● **What to do**:
1. Can you reproduce, word for word, the part of the passage on Sindice and Schema.org starting at "Some challenges that" and ending at "a virtuous cycle."?
2. How would the passage on Sindice and Schema.org go on? Write the next part of it, picking up right after its final sentence.

● **Exercise passage**:
Speaking of vertical search engines, on the way from Sindice is one for specific domains supported by the Schema.org microformat. “But the cool thing about the technology,” Tummarello emphasizes, “is that it is entirely independent. In biotech, for instance, you could build a specific search engine for proteins across thousands of databases that use Linked Data RDF markup, which is particularly popular in the biosciences industry.”
The schema.org announcement actually was well-timed, as it turned out, for Sindice, as the service certainly is going to be able to immediately make use of the data, Tummarello says. “On the web I think everyone will do what Google and others are saying because of search engine optimization,” he notes. That said, he also is fairly confident that Schema.org will become more compatible with what already exists in the markup world, including advanced vocabularies that can support more sophisticated use cases.
Some challenges that still remain for the Web of Data at large revolve around quality of data markup, which Tummarello says experience shows still can be questionable in some instances. He expects that to change, though, especially as the economic incentives for improving quality grow.
“This is just the beginning, and as scenarios for data syndicated across the web, where bits and pieces of data are coming from different web sites, become valuable for those consuming and producing it, there will be rewards,” he says. Better quality markup by producers means the data will be easier to write queries against and to integrate by consumers to enable their own ends, which ideally should promote a virtuous cycle.
“If there is a proper set of incentives data quality will immediate improve. And things like Sindice that get us to more value in consumption and production are steps forward to having cleaner data on the web.” He also says not to worry excessively about semantic spam and the idea that people will lie when it comes to metadata. Those who do will be punished for it, much as has happened to those that have tried to game search engines to date. “Not every piece of information or markup will be considered. There will be more reputable and less reputable web sites, and those that are kicked off because of lying from their indexes,” he says. “There will be criteria and metrics to measure lying and cheating.”

● **Data extract**:
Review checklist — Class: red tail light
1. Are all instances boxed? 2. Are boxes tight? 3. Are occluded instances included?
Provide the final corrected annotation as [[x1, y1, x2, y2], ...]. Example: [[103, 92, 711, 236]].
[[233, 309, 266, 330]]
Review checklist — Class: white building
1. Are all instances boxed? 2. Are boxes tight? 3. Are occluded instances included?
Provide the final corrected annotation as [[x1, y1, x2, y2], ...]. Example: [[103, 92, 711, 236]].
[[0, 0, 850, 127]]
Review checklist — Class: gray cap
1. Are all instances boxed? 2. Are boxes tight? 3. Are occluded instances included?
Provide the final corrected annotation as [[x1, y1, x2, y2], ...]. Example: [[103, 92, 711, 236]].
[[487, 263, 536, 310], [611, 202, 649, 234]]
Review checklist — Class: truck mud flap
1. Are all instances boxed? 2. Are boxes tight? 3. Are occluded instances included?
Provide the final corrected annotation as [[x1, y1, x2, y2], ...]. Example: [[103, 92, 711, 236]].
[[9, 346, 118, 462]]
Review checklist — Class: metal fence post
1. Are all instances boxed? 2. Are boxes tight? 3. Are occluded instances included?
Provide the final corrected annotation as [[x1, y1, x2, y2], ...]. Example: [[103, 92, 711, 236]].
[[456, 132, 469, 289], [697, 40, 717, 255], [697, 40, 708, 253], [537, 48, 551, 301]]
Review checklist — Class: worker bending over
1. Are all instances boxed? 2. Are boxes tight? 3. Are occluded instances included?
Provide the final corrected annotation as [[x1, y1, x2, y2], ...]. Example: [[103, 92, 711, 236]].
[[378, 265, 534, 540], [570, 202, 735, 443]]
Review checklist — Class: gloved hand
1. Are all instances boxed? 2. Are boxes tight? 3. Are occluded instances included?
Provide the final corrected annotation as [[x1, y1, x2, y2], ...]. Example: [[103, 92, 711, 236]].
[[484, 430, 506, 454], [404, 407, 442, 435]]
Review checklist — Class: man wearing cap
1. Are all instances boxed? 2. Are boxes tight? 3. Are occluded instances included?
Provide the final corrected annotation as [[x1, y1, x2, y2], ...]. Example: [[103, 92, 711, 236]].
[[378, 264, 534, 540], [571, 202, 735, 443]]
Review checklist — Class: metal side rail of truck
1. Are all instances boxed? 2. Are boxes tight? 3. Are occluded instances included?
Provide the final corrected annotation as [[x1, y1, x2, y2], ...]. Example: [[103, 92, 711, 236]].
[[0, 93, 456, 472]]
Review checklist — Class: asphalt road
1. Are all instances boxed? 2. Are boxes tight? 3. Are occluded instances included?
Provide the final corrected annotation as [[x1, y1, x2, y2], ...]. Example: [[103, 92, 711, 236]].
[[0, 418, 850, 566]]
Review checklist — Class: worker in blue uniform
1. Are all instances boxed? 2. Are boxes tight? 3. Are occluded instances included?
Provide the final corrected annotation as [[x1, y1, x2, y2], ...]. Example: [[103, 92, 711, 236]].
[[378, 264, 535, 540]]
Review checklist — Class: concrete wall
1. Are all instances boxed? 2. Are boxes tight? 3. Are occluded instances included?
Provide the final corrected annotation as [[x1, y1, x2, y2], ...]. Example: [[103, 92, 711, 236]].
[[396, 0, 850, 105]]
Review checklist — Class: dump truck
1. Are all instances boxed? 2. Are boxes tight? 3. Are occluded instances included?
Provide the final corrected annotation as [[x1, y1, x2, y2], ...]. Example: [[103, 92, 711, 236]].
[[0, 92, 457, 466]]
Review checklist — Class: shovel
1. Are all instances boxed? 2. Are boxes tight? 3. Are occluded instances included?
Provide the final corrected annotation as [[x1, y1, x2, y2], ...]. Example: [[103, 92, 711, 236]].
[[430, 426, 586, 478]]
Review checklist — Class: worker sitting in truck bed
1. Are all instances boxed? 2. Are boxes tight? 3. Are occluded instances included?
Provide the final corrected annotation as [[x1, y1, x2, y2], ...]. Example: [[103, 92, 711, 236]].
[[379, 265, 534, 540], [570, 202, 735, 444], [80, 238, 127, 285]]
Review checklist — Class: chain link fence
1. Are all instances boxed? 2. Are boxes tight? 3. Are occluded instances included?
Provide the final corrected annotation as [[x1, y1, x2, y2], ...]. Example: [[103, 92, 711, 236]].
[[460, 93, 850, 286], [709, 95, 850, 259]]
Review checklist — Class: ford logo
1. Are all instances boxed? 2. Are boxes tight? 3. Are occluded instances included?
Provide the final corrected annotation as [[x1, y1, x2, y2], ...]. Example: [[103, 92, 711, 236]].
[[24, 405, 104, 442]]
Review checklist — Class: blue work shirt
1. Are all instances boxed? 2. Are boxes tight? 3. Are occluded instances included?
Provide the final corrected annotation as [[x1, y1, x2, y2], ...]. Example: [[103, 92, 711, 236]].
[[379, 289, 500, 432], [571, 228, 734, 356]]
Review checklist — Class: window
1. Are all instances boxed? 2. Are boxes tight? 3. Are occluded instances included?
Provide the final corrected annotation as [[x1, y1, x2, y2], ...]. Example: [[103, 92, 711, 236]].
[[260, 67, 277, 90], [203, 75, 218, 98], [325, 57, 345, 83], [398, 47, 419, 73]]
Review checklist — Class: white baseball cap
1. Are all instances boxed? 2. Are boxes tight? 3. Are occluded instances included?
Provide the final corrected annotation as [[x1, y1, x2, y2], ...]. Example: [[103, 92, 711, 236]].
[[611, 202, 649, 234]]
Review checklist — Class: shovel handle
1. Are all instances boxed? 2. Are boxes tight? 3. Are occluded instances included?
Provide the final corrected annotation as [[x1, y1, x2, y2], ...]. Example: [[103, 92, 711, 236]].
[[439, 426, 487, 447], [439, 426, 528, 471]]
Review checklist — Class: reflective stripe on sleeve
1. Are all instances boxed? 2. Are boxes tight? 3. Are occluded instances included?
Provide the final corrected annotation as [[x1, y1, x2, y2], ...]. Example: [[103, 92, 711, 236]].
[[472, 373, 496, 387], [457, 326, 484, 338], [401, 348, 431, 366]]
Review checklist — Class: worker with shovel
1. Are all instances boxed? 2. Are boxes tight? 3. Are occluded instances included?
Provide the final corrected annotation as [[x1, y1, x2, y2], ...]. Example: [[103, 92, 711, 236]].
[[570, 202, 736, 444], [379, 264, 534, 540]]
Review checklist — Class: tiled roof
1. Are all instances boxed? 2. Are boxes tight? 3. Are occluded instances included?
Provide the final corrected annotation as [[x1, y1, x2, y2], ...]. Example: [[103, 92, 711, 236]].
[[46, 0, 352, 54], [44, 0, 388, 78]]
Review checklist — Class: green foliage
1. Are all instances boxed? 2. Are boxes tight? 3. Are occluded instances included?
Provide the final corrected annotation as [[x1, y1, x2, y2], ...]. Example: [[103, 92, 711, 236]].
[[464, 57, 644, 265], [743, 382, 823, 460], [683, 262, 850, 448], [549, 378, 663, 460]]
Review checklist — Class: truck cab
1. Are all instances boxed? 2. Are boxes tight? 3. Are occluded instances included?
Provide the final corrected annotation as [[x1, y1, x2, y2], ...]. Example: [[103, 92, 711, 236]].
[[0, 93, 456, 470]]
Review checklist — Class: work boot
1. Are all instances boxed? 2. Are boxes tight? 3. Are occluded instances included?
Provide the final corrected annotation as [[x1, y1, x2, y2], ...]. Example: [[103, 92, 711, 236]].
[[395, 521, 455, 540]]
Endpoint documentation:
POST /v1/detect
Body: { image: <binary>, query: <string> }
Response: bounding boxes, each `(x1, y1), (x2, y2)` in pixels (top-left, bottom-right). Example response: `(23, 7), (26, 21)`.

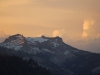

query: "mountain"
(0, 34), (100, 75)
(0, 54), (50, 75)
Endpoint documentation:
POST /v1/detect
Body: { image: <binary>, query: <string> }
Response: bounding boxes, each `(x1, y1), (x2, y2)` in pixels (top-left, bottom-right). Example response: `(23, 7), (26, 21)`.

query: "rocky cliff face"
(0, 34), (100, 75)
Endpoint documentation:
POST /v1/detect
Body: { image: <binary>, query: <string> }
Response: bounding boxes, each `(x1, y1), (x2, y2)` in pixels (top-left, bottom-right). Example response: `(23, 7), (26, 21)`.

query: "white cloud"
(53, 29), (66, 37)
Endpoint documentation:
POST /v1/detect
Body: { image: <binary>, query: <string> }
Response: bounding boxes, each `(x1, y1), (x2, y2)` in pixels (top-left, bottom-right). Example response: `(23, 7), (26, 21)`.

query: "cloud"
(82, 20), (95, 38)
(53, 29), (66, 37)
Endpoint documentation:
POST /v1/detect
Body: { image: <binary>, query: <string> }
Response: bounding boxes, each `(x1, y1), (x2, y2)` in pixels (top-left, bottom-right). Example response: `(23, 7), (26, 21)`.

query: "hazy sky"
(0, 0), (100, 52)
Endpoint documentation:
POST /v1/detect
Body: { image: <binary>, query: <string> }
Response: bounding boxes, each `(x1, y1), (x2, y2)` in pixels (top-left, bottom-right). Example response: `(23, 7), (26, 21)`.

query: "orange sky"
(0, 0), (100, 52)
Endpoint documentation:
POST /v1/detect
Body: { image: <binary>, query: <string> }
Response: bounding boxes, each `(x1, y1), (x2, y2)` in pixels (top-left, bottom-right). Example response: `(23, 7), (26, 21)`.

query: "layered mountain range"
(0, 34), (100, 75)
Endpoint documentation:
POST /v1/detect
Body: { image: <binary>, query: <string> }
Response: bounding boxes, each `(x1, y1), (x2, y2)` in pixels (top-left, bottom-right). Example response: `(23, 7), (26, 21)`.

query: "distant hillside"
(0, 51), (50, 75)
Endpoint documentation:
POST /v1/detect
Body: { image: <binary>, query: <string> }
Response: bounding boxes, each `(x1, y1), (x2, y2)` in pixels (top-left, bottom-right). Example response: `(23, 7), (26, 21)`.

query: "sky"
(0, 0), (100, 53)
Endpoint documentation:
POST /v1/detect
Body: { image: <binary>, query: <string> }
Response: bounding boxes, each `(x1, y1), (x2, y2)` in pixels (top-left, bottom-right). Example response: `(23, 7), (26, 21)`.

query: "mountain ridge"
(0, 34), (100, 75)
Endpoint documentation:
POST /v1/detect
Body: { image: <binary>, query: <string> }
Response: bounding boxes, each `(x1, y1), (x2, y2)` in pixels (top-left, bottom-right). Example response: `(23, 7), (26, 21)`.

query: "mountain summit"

● **Answers to the exercise**:
1.
Some challenges that still remain for the Web of Data at large revolve around quality of data markup, which Tummarello says experience shows still can be questionable in some instances. He expects that to change, though, especially as the economic incentives for improving quality grow.
“This is just the beginning, and as scenarios for data syndicated across the web, where bits and pieces of data are coming from different web sites, become valuable for those consuming and producing it, there will be rewards,” he says. Better quality markup by producers means the data will be easier to write queries against and to integrate by consumers to enable their own ends, which ideally should promote a virtuous cycle.

2.
Sindice is shopping around for capital to fund its startup status now. In terms of securing investor interest, it can boast, for example, that it’s already had requests from enterprises to use its platform to put their own datasets within private semantic spaces – potentially a source of revenue. And it has hopes that it can capitalize on its goal of helping people monetize their own data in other respects, as well, whether that’s via fee-based API access, advertising. or enabling a commercial marketplace for data publishers and those who want to integrate that data into their apps.
As Tummarello sees it, there’s no way around getting on board with the Web of Data. “Some in the Semantic Web research community have said that there is no alternative to the Semantic Web, and that is entirely true. There is no alternative to a web where objects are interconnected because of what they really mean,” he says. “It is so much more of an incredibly valuable web than a web of documents.”